▸ TEXTO DO DOCUMENTO
======
Isso mesmo, pedra. Parece que a ilha toda é uma pedreira sem fim, ora os rochedos aflorando no chão como abrolhos no mar, ora mal encobertos por uma camada rala de capim ou de limo.

Lavoura bruta essa, feita com dinamite e a golpes de marreta. Até parece terra de degredo, com os homens penando em trabalhos forçados. Por toda a parte onde a gente ande, só avista rochedos escalavrados, só se ouvem os tiros das minas trovejando, e o troc-tloc contínuo do ferro no granito. Por isso dizem aqui que a pedra da ilha é o pão do pobre.

Pode ser pão; mas também é morte. Porque em todo ofício em que a gente em vez de amansar, maltrata a natureza, tem risco certo de morte ou desgraça. Quem ajuda a natureza, — quem planta, quem cria, quem com o suor do seu rosto traz aumento ao mundo, — esse morre de velho descansado. Mas quem enfrenta água, céu ou chão, quem navega no mar, quem anda voando como os de agora, que cava minas e principalmente quem tiroteia com explosivo a terra nossa mãe, como se fosse uma inimiga — todos esses pagam.

Ontem, por exemplo, uma das nossas pedreiras tirou vingança dura. Não se sabe por que malícia escondeu-se uma mina numa entranha de pedra; o fogo dormiu no estopim a noite inteira como se em vez de dinamite houvesse ali uma carga de água. E só de manhã, quando os homens chegaram ao trabalho, e se espalharam como formigas retalhando a laje, a mina encoberta estourou, quebrando perna, arrancando olho, fraturando costela, braço, crânio; parecia até arte de alemão. Aliás houve quem falasse em alemão. Mas acho que é tolice, os alemães não estão mais para essas.

A desgraça que para cada família traz a perda desses braços, dessas pernas, desses tampos de cabeça, desse olho cego, ninguém pode calcular. Se bem que a maioria dos feridos se registre como rapaz solteiro. Curioso, hoje em dia, só dá homem solteiro. Os homens todos solteiros, as mulheres todas casadas; sim, porque elas é que têm os filhos e quem tem filho é casado; eles, como não têm obrigação, falam, sempre, que são solteiros, porque não passaram pelo juiz ou pelo padre e não pensam no bando de gibi chorão que deixaram por aí.
======
▸ LINHAS LISTADAS

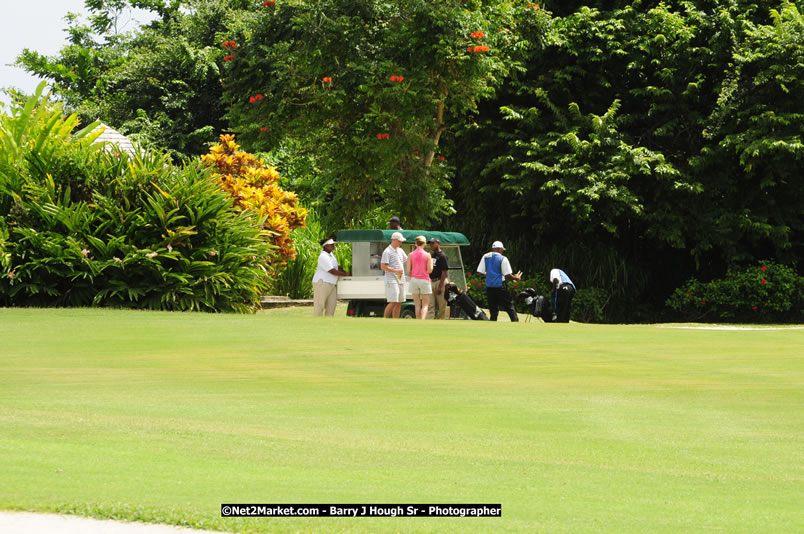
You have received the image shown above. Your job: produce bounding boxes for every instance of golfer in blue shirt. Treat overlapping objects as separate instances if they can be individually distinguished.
[477,241,519,323]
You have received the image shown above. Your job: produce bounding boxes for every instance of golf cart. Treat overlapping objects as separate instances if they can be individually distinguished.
[335,230,469,319]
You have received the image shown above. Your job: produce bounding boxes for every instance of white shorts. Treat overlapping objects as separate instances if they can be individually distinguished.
[410,278,433,295]
[385,282,405,302]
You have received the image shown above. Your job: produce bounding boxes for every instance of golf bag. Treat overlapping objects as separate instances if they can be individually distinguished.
[517,288,553,323]
[445,284,489,321]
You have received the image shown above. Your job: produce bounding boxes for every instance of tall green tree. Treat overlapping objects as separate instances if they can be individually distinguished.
[18,0,225,158]
[220,0,544,226]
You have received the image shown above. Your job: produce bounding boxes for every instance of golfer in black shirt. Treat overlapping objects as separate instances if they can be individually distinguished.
[427,241,449,319]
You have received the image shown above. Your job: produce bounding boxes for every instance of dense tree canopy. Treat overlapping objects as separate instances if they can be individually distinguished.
[14,0,804,319]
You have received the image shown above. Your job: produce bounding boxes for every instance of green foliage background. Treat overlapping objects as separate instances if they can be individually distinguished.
[0,83,270,312]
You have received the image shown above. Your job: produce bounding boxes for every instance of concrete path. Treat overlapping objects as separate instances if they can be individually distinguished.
[0,512,223,534]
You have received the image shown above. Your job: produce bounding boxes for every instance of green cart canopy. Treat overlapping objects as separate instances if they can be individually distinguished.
[335,229,469,246]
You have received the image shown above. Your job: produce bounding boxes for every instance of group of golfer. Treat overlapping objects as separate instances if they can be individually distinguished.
[313,217,575,322]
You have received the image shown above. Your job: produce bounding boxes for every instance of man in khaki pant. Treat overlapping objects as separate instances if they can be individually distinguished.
[313,239,351,317]
[427,237,449,319]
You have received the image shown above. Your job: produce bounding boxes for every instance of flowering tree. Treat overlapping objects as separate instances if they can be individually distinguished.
[220,0,534,226]
[201,135,307,269]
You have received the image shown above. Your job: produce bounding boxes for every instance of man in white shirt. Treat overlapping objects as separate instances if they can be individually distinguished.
[313,239,351,317]
[380,232,408,319]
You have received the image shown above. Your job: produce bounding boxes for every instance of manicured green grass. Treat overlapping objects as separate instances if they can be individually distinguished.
[0,309,804,533]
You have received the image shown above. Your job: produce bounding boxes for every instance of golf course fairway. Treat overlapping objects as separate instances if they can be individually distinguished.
[0,308,804,533]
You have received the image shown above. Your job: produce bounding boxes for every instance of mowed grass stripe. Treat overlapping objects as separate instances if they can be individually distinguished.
[0,309,804,532]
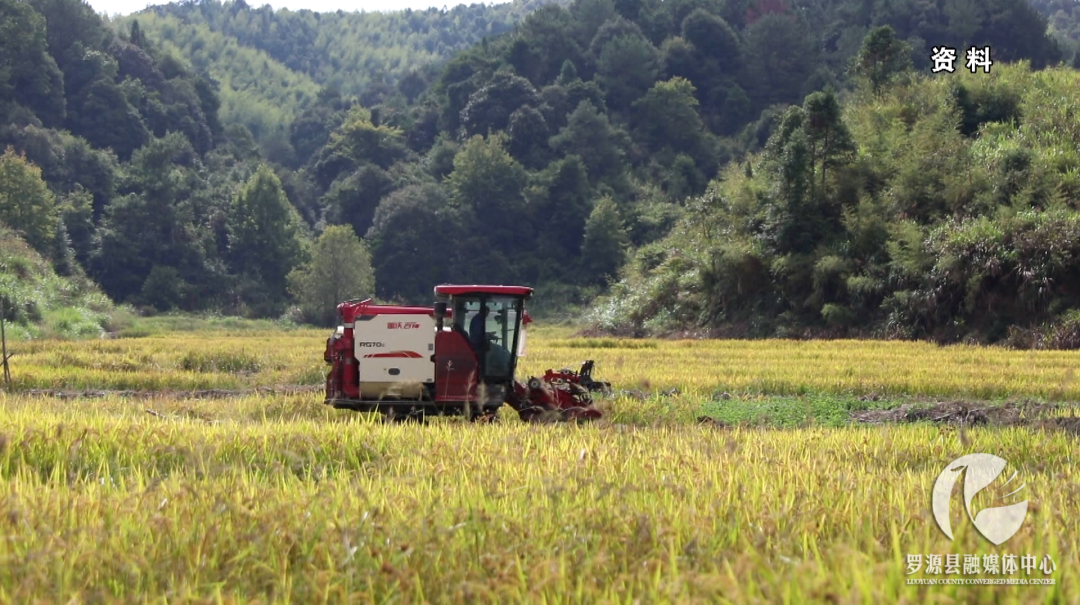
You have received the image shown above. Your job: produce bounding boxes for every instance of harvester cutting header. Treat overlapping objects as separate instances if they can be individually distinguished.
[324,285,610,420]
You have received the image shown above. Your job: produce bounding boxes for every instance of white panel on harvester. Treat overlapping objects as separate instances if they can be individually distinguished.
[353,313,435,399]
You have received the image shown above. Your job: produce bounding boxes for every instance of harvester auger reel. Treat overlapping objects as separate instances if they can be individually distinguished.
[511,360,611,422]
[324,285,611,422]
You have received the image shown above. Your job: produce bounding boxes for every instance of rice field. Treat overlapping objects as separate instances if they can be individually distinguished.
[0,331,1080,603]
[13,328,1080,401]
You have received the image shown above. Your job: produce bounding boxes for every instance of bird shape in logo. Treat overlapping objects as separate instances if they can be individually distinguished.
[933,454,1027,546]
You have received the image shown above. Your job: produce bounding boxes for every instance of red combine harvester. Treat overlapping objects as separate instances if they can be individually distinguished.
[324,285,610,421]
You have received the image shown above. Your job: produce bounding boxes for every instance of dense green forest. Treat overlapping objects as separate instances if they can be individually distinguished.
[0,0,1080,342]
[114,0,570,158]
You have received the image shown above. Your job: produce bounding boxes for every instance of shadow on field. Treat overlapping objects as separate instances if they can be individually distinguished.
[850,401,1080,435]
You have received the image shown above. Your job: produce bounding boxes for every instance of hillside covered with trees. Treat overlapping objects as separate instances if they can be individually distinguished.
[116,0,570,158]
[0,0,1077,345]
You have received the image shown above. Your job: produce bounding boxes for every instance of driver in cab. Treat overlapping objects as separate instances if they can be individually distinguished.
[469,305,510,376]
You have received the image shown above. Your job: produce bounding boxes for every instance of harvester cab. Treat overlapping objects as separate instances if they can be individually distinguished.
[324,285,609,420]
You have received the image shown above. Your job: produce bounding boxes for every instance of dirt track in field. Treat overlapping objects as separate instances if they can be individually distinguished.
[851,401,1080,434]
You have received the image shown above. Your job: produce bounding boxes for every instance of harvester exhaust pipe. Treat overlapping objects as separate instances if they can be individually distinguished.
[434,300,446,332]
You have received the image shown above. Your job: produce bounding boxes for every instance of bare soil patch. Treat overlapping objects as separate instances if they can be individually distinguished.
[850,401,1080,434]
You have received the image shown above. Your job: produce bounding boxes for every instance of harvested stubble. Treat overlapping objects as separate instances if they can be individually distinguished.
[0,396,1080,602]
[0,332,1080,603]
[13,328,1080,401]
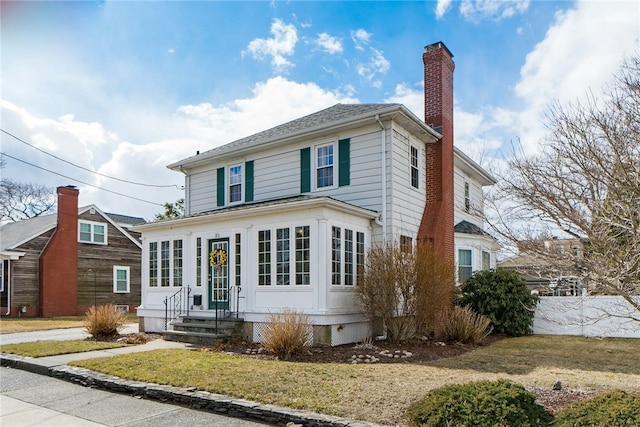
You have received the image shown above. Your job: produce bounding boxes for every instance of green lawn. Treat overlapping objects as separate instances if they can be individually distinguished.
[73,336,640,425]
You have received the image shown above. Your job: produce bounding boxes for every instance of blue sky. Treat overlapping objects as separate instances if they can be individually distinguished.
[0,0,640,219]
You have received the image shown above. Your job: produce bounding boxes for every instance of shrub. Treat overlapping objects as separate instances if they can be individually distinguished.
[407,380,551,427]
[84,304,127,338]
[262,309,313,360]
[460,269,538,337]
[554,390,640,427]
[445,306,492,345]
[356,242,455,342]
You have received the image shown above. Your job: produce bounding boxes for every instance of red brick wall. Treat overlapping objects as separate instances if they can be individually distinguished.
[39,187,82,317]
[418,42,455,260]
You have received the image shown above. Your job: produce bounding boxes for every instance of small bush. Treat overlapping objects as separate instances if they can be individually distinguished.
[553,390,640,427]
[407,380,551,427]
[84,304,127,338]
[460,269,538,337]
[262,309,313,360]
[445,306,492,345]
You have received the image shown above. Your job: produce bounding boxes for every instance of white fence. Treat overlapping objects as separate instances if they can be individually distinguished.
[533,296,640,338]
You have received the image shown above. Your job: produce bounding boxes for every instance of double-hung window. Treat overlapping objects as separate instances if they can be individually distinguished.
[229,165,242,203]
[410,146,420,188]
[78,221,107,245]
[316,144,334,188]
[113,265,131,294]
[458,249,473,283]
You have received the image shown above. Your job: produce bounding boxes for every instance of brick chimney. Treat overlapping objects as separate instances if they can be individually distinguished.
[39,186,79,317]
[418,42,455,260]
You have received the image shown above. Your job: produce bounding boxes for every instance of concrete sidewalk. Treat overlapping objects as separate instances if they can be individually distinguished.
[0,325,377,427]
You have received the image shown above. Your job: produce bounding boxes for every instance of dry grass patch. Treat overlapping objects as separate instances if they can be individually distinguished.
[73,337,640,425]
[0,313,138,334]
[0,340,126,357]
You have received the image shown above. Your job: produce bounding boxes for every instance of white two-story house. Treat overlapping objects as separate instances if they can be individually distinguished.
[136,43,496,345]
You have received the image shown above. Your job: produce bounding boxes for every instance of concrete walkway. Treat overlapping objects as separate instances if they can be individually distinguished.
[0,325,376,427]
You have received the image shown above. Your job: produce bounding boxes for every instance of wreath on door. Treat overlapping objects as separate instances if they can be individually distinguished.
[209,249,227,267]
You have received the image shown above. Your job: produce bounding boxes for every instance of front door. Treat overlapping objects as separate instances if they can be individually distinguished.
[209,239,229,310]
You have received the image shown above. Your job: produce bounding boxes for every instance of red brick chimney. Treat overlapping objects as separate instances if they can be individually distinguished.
[39,186,79,317]
[418,42,455,260]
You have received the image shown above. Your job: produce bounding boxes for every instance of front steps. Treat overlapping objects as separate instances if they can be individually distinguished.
[162,316,244,345]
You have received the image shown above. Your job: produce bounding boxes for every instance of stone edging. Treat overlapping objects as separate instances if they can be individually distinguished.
[0,353,379,427]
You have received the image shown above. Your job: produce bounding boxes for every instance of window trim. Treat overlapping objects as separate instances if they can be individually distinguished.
[78,219,109,245]
[456,248,473,283]
[113,265,131,294]
[313,141,338,190]
[225,163,245,205]
[409,144,420,190]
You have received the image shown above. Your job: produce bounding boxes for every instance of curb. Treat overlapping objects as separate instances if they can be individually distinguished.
[0,353,383,427]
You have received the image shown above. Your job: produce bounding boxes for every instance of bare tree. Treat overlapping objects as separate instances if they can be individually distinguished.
[0,178,56,223]
[155,199,184,221]
[494,54,640,320]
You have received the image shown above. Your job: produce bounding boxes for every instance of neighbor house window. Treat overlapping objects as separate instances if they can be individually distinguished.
[196,237,202,286]
[229,165,242,203]
[411,147,420,188]
[464,182,471,213]
[400,236,413,253]
[78,221,107,245]
[458,249,473,283]
[316,144,334,188]
[296,225,311,285]
[482,251,491,270]
[149,242,158,288]
[113,265,131,294]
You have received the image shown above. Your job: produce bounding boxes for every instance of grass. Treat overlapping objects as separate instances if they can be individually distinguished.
[0,313,138,334]
[73,336,640,425]
[0,340,126,357]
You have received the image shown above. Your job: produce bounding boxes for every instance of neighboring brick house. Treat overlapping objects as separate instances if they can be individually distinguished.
[135,43,497,345]
[0,187,145,317]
======
▸ O QUE SE PEDE
1. Liste as partes do corpo que, segundo o texto sobre a pedreira da ilha, foram atingidas quando a mina encoberta estourou.
2. Transcreva do texto sobre a pedreira da ilha o trecho que vai de "Isso mesmo, pedra." até "ou de limo.", inclusive.

▸ RESPOSTAS
1. perna, olho, costela, braço, crânio

2.
Isso mesmo, pedra. Parece que a ilha toda é uma pedreira sem fim, ora os rochedos aflorando no chão como abrolhos no mar, ora mal encobertos por uma camada rala de capim ou de limo.